Throughout this MSA, Zen Managed Services is referred to as Zen Managed Services, ZENMSP, we, us or our. Our customer is referred to as you or your. Your customer, or user of your services, is referred to as the “End User.”
The Service Order contains the products, services, software and hardware we provide to you and how they are configured. These are referred to collectively as the “Service” or “Services”. The Service Order also contains information on the Fees Charged and duration of the Agreement. The Effective Date of this MSA is the date on which we create a billing profile for you.
1.1. You have the right to connect to our data centre and network, using the Equipment, on a 24 x 7 basis, limited by this MSA.
1.2. We agree to sell to you the amount of bandwidth, server capacity (including dedicated hardware) and data centre facilities specified in your Service Order. If we provide Equipment to you, it is leased to you: we will retain ownership of the Equipment; you agree to take no action inconsistent with our ownership interest.
1.3. The IP address space we agree to lease to you is listed in the Service Order. While we will not change your IP address arbitrarily, it may be necessary to do so if required by business needs. We agree to provide you with 5 days advance notice if we are required to reassign your IP address.
1.4. You control the configuration, system updates and general security of the Equipment. If you have not purchased managed services and support from us, there may still be certain circumstances in which we apply updates or patches to the Equipment (Updates). However, since the Equipment is not controlled or configured by us, we have no liability, and you agree to release us from any liability, that results from our actions installing Security Updates.
1.5. Please review our Service Level Agreement (SLA), a link to our SLA is provided at the bottom of this Agreement and linked from our website zenmsp.uk – it is your sole and exclusive remedy for disruptions to the Service. We will make every reasonable effort to minimize impact to the Service, although it may become necessary to interrupt the operation of the Service, remove or rearrange equipment, disconnect or disable devices, limit access, or disable software, during an emergency.

★ ★ ★ ★ ★

## STATED EXERCISE 1
Decide whether each statement below agrees with the services agreement, answering yes or no and quoting the words that settle it: (a) The Effective Date is the date on which the provider creates a billing profile for the customer. (b) Equipment the provider supplies becomes the customer's property. (c) The provider will give ten days' notice before reassigning the customer's IP address.
## STATED EXERCISE 2
Carry the services agreement forward from its final sentence, writing the clauses that would come next.

[Position identification records]
★ ★ ★ ★ ★

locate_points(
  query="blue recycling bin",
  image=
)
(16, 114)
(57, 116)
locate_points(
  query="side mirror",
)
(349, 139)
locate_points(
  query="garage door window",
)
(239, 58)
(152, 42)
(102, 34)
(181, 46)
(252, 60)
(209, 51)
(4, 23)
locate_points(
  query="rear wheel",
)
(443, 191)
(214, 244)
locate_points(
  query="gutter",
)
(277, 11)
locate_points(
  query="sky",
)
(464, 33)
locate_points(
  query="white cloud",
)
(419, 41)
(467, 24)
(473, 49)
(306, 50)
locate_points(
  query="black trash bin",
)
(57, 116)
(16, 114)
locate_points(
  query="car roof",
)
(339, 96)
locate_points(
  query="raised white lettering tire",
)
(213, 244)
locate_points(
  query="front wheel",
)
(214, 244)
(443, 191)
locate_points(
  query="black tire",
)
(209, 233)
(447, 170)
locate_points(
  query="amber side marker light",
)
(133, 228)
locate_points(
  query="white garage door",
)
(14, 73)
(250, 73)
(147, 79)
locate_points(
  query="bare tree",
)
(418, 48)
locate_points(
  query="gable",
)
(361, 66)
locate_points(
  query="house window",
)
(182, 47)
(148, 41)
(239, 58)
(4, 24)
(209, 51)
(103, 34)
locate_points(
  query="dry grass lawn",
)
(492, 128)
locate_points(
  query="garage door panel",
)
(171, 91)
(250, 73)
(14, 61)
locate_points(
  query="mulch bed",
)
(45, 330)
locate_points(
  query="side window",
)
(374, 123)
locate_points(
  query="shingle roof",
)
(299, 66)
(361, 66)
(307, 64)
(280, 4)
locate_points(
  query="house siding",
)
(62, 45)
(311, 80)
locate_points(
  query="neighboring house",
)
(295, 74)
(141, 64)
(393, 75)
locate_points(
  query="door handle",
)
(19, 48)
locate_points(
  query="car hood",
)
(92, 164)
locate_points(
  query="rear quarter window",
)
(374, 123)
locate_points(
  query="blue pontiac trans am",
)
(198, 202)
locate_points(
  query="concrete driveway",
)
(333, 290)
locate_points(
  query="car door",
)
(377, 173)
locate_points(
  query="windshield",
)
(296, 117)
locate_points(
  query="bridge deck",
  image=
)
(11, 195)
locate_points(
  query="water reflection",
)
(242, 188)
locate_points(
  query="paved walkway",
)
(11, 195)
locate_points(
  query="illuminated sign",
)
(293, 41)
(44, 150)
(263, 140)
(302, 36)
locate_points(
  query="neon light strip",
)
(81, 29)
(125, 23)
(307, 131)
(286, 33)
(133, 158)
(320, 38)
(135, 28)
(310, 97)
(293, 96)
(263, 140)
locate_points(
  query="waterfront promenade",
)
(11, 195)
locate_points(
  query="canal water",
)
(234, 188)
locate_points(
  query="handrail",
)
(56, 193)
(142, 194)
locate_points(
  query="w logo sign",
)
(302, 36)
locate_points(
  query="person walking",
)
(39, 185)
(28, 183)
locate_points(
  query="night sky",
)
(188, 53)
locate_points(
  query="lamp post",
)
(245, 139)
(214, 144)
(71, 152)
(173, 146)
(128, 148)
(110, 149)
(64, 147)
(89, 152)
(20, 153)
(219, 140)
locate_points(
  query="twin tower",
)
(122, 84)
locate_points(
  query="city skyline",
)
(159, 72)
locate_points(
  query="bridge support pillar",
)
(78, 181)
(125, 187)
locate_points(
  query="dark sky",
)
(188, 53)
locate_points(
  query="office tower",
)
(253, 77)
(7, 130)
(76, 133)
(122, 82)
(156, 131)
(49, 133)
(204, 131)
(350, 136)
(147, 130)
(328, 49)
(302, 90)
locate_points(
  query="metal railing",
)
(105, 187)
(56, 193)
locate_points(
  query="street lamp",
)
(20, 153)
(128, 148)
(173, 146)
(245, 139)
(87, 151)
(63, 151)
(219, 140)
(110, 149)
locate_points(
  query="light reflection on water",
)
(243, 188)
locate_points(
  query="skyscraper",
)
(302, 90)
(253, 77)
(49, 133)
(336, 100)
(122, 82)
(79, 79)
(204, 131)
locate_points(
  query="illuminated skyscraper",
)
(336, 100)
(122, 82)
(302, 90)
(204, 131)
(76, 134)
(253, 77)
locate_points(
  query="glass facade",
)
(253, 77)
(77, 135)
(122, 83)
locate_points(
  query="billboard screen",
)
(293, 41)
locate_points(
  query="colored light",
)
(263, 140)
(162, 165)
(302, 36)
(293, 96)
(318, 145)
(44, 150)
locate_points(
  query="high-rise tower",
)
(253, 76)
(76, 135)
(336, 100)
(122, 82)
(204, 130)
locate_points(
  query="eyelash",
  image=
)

★ ★ ★ ★ ★

## ANSWER 1
(a) Yes: "The Effective Date of this MSA is the date on which we create a billing profile for you."
(b) No: "we will retain ownership of the Equipment"
(c) No: "We agree to provide you with 5 days advance notice if we are required to reassign your IP address."

## ANSWER 2
1.6. If the traffic you receive is detrimental to our network stability, it may be necessary to limit or stop all your data transfer. If this occurs, we will use commercially reasonable efforts to contact you using the information provided within the ‘Customer Details’ section of the Service Order. We will attempt to limit the time period on restrictions to your data transfer, but this type of restriction will not be a material breach of this MSA.
1.7. We retain the right to maintain and operate our facilities in such a manner as will best enable us to conduct our normal business operations. Disruptions to the Service, including scheduled and emergency maintenance, are covered by the SLA. You may not terminate this MSA based on changes in this operation unless such a change materially alters the type of Service provided by us. The term “materially” shall be determined from the perspective of a reasonable business person with significant experience conducting business on the Internet.
1.8 If the Service Order includes deliverables, or professional services (each included within the definition of Services), we agree to undertake and complete the Services set out in the Service Order in accordance with, and on, the schedule set out therein. We also agree to provide the goods set out in the Service Order. In some cases these goods will be licensed to you, rather than sold. You agree to be bound by the terms of any license agreement covering these goods. We will devote reasonable time and effort, skill and attention to the performance of the Services. Provided, however, that we will not be required to perform Services above and beyond those set out in the Service Order unless it is modified in writing.
1.9 The Services set out herein, and described in the Service Order, shall be performed by us as an independent contractor. We shall be your agent solely for the purpose of purchasing, and if necessary entering into license agreements for, the goods. Other than the specific acts set out in the previous sentence, we shall not have the power to bind or represent you for any other purpose.
1.10 You will promptly obtain, and upon our request provide to us confirmation that you have received all “Necessary Consents.” “Necessary Consents” means any consents or approvals required to give us, and if necessary, our subcontractors the right or license to access, use and/or modify, the hardware, software and other products, data and content that you provide to us to perform the Services, or that we require to perform the Services. If you fail to provide us with the Necessary Consents, and we are unable to perform the Services as a result, you will remain responsible for the full amount of the Fees.
2.1. You are solely responsible for any breaches of security affecting the Equipment. If the Equipment is involved in an attack on another server or system, it will be shut down without warning and an immediate investigation will be launched to determine the cause/source of the attack. In such an event, you are solely responsible for the cost to rectify any damage done to the Equipment and any other hardware or software affected by the security breach.
2.2. Unless you have purchased managed services and support from us, you are required to apply all security patches to the software on the Equipment. You are solely responsible for maintenance of all software you install on the Equipment.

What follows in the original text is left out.